• [Task] Find and return every line of the data that contains the word "coat".

[Stored dataset items]
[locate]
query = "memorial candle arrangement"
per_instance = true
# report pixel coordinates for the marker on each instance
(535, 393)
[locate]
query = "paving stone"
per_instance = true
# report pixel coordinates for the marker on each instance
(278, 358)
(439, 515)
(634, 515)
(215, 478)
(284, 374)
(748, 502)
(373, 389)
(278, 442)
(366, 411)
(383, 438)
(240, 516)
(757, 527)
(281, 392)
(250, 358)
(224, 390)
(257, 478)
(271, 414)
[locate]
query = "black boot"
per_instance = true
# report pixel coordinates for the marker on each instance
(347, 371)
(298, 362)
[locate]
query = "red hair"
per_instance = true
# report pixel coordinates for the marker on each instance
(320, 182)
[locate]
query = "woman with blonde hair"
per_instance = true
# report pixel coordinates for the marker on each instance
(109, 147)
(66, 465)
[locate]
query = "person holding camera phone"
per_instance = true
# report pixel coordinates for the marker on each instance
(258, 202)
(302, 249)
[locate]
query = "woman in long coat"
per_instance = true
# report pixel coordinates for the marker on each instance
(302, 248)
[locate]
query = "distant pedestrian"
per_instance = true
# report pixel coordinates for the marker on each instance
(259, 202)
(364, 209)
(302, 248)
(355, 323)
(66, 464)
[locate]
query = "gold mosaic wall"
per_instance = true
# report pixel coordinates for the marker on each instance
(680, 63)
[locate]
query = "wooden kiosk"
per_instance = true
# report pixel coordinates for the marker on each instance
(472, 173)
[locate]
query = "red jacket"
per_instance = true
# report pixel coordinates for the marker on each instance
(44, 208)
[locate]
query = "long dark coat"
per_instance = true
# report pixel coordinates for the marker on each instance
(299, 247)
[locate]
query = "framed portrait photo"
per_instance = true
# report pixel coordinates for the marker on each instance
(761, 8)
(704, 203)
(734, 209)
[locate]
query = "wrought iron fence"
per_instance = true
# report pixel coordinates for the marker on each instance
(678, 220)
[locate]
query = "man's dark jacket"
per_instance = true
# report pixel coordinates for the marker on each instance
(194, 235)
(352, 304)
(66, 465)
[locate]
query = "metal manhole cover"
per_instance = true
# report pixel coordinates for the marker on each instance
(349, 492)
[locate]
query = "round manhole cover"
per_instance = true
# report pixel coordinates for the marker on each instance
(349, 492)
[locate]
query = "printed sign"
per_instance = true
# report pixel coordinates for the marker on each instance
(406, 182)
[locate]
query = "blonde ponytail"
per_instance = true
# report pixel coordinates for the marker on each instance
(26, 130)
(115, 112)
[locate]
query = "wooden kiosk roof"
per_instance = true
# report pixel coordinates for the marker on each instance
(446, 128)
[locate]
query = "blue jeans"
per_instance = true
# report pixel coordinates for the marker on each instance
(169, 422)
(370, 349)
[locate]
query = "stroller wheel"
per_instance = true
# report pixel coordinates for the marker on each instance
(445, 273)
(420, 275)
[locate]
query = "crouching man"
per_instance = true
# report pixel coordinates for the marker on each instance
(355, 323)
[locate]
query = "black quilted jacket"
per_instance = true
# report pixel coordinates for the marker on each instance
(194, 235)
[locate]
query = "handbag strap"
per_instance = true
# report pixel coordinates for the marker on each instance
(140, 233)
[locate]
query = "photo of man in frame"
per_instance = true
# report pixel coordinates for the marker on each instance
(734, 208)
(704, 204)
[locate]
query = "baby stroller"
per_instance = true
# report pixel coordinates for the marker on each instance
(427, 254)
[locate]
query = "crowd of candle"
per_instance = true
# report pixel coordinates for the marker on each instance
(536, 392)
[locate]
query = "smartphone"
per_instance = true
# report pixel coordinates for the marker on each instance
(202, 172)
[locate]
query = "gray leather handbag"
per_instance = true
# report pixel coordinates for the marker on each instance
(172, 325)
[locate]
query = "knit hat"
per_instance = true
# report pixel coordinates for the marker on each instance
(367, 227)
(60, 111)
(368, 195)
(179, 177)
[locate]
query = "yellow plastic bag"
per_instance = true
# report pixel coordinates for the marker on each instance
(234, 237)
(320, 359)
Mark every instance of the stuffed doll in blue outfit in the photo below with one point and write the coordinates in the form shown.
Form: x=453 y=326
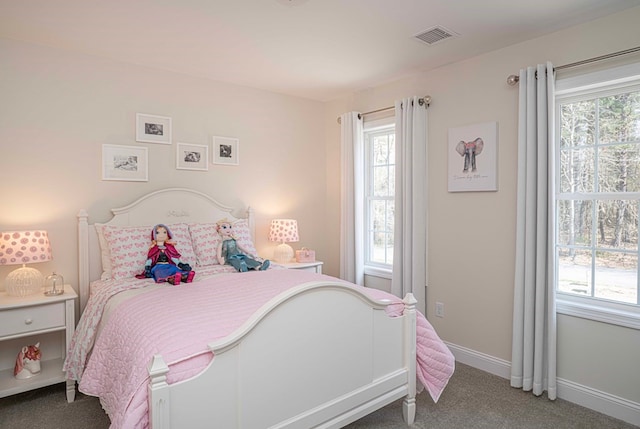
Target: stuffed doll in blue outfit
x=230 y=252
x=163 y=259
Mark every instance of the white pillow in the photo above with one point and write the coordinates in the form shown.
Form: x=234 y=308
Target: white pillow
x=128 y=247
x=205 y=239
x=104 y=253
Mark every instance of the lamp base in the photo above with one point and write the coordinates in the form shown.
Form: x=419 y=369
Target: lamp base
x=24 y=281
x=283 y=253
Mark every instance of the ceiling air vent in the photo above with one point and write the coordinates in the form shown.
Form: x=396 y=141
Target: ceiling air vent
x=435 y=35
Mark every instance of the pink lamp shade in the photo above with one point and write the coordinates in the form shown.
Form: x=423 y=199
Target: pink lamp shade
x=283 y=231
x=24 y=247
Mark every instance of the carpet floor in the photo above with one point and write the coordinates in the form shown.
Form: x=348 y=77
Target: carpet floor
x=473 y=399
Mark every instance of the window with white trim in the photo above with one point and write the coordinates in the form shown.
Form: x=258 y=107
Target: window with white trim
x=597 y=194
x=379 y=189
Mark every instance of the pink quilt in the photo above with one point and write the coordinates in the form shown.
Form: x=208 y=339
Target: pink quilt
x=179 y=322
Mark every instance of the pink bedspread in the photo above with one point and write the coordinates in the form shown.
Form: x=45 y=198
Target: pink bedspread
x=179 y=322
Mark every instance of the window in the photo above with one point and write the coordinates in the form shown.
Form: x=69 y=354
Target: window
x=379 y=189
x=598 y=196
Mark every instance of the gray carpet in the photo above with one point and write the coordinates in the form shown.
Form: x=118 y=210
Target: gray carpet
x=473 y=399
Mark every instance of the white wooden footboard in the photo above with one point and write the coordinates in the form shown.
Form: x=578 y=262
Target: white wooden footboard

• [Exercise answer]
query = "woman in long coat"
query = "long dark coat"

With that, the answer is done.